◆ Short problem
Return every line of the material below unchanged, character for character.

[Position annotation records]
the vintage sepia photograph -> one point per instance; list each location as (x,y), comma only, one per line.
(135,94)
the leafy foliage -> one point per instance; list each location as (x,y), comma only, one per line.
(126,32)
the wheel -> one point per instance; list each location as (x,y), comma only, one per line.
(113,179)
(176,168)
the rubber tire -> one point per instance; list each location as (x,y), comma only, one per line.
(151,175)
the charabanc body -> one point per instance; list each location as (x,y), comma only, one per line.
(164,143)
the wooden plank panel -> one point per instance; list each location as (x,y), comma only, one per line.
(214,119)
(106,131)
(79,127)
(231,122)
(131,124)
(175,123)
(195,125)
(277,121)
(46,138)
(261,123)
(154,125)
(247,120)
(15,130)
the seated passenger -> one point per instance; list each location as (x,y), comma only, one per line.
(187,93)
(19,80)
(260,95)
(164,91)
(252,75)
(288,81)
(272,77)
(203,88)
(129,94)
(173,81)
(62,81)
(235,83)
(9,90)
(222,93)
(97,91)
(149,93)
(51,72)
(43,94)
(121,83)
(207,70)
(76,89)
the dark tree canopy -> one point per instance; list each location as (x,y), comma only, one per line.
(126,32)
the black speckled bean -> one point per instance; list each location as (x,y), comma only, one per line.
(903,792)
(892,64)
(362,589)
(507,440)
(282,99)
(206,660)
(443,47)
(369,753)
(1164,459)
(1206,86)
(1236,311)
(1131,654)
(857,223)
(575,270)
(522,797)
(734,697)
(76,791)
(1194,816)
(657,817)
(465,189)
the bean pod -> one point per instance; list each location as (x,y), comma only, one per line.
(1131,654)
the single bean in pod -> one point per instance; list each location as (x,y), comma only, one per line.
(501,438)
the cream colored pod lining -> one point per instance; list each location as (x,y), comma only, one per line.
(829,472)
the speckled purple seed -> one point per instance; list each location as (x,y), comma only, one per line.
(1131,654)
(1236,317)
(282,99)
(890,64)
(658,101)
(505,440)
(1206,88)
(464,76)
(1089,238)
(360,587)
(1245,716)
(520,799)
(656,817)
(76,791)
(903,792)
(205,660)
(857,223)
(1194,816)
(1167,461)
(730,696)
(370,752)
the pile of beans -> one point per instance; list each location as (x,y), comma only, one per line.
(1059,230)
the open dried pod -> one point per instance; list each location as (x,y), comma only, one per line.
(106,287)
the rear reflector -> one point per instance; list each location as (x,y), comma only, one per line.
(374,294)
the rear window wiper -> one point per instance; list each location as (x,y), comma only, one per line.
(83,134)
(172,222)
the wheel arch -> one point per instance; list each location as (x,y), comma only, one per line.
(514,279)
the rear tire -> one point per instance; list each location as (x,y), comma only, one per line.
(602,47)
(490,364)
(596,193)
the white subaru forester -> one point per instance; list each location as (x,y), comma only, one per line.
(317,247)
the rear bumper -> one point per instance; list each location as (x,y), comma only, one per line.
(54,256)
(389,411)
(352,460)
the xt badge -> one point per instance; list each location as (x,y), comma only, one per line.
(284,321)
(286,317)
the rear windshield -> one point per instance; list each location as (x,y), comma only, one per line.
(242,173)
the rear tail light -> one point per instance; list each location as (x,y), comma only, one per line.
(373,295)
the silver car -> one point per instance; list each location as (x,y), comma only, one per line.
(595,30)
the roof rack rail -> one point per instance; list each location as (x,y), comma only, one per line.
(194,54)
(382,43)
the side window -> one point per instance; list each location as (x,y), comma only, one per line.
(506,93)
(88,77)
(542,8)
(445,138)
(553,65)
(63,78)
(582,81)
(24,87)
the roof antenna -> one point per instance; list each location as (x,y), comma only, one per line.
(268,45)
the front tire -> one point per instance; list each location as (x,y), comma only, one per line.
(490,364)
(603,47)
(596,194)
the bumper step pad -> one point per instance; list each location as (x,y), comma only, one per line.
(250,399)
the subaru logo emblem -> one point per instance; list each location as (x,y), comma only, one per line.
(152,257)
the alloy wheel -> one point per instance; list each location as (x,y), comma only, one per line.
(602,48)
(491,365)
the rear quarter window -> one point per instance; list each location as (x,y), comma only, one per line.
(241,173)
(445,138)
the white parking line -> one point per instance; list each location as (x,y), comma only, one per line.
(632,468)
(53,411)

◆ Response to the exercise
the vintage sepia photograph -> one point per instance; list each location as (x,y), comma only, one per line.
(135,94)
the leafy foliage -> one point per instance; list each location as (x,y), comma only, one per line.
(126,32)
the wheel -> one point per instance; list each location as (x,y), comma only, one per line.
(113,179)
(176,168)
the rubber tire -> one point per instance; list each location as (x,y), comma only, one per line.
(151,175)
the charabanc body -> one point per instance; list each location as (x,y), comma only, one per line.
(164,143)
the wooden plank panel -> one point per instance; list each location as (x,y), comma only, one per line.
(214,119)
(106,131)
(79,127)
(231,122)
(131,124)
(175,123)
(195,125)
(277,121)
(46,138)
(261,123)
(154,125)
(247,120)
(15,130)
the seated passenger -> one point per instance; list each location as (x,y), comma only, one per line.
(187,93)
(19,80)
(260,95)
(164,91)
(252,75)
(288,81)
(272,77)
(203,88)
(129,94)
(173,81)
(62,81)
(235,83)
(9,90)
(222,93)
(97,91)
(149,93)
(51,72)
(43,94)
(121,83)
(207,70)
(76,89)
the dark tree canopy -> one point per instance; list each location as (x,y), comma only, one per line.
(126,32)
the black speckled bean -> one point per instance; list each location as (x,y), comma only, one per line.
(903,792)
(892,64)
(362,589)
(507,440)
(282,99)
(206,660)
(443,47)
(369,753)
(1164,459)
(1206,86)
(1236,311)
(1131,654)
(857,223)
(575,270)
(522,797)
(734,697)
(76,791)
(1194,816)
(657,817)
(465,189)
the bean pod -> one point per instance; list each location as (x,y), comma only, one per line.
(1131,654)
the single bean in pod -> one point per instance; list each location as (x,y), comma only, one per line.
(501,438)
the cream colored pod lining -> one point per instance; list each location as (x,y), comma only, one per line.
(829,472)
the speckled purple seed -> one point per instance; list each location as (x,y), comma only, one per line.
(1131,654)
(1236,317)
(282,99)
(890,64)
(658,101)
(505,440)
(1206,88)
(464,76)
(1089,238)
(360,587)
(1245,716)
(520,799)
(656,817)
(76,791)
(903,792)
(205,660)
(857,223)
(1194,816)
(1167,461)
(730,696)
(370,752)
the pile of beans -> one point per instance; list each location as (x,y), comma only, one per line.
(1059,230)
the open dried pod -> one point per instance; list each location as (x,y), comma only, one per line.
(106,287)
the rear reflector -> one point per instance; list each location as (x,y), comma only, one per line.
(374,294)
the rear window wiper -> one point per instance; list each location as (x,y), comma only, one per line.
(83,134)
(172,222)
the wheel arch -> one point per instance; list each location as (x,y), comma only, one per line.
(514,279)
the rear tire -> one point per instance; list each location as (x,y), comma only, one per line.
(602,47)
(490,364)
(596,193)
the white subaru forester -> one point per instance; list each location as (x,y), comma only, one per line.
(317,247)
the rear bumper -> one point per instance; list each location as (x,y), comma only, one per line.
(54,256)
(389,411)
(352,460)
the xt badge -> one point per instance; list each location as (x,y), comma only, one per line.
(284,321)
(286,317)
the rear windshield -> one point per instance; list each location as (x,y), comma only, one per line.
(242,173)
the rear tail light -> one point per instance; list each location as (x,y), comma only, one per line.
(373,295)
the silver car -> one point per instance; list each location as (x,y), comma only, one per line.
(595,30)
the roof rack rail -> one point per instance; list each location as (x,y), comma only, one per line.
(194,54)
(382,43)
the side window -> one point per instance; list each location as (x,y), comma only, one per line.
(506,93)
(88,77)
(542,8)
(445,138)
(553,65)
(63,78)
(582,81)
(24,87)
the roof antenna -> one point per instance; list each location as (x,y), comma only, one per line.
(268,45)
the front tire -> one point per instance; list each location as (x,y), comma only, one per line.
(490,364)
(603,47)
(596,194)
the bumper step pad -> one point per instance; list each location as (x,y), comma only, one per line.
(250,399)
the subaru logo emblem -> one point per instance; list each location as (x,y), comma only, one per line.
(152,257)
the alloy wheel -> one point per instance; list each location as (x,y), comma only, one per line.
(602,48)
(491,365)
the rear quarter window -> one point per instance; list each location as (x,y), comma only, one per line.
(241,173)
(445,138)
the white parking line -> one point per instance; list each location as (x,y), comma only, one per line.
(632,468)
(53,411)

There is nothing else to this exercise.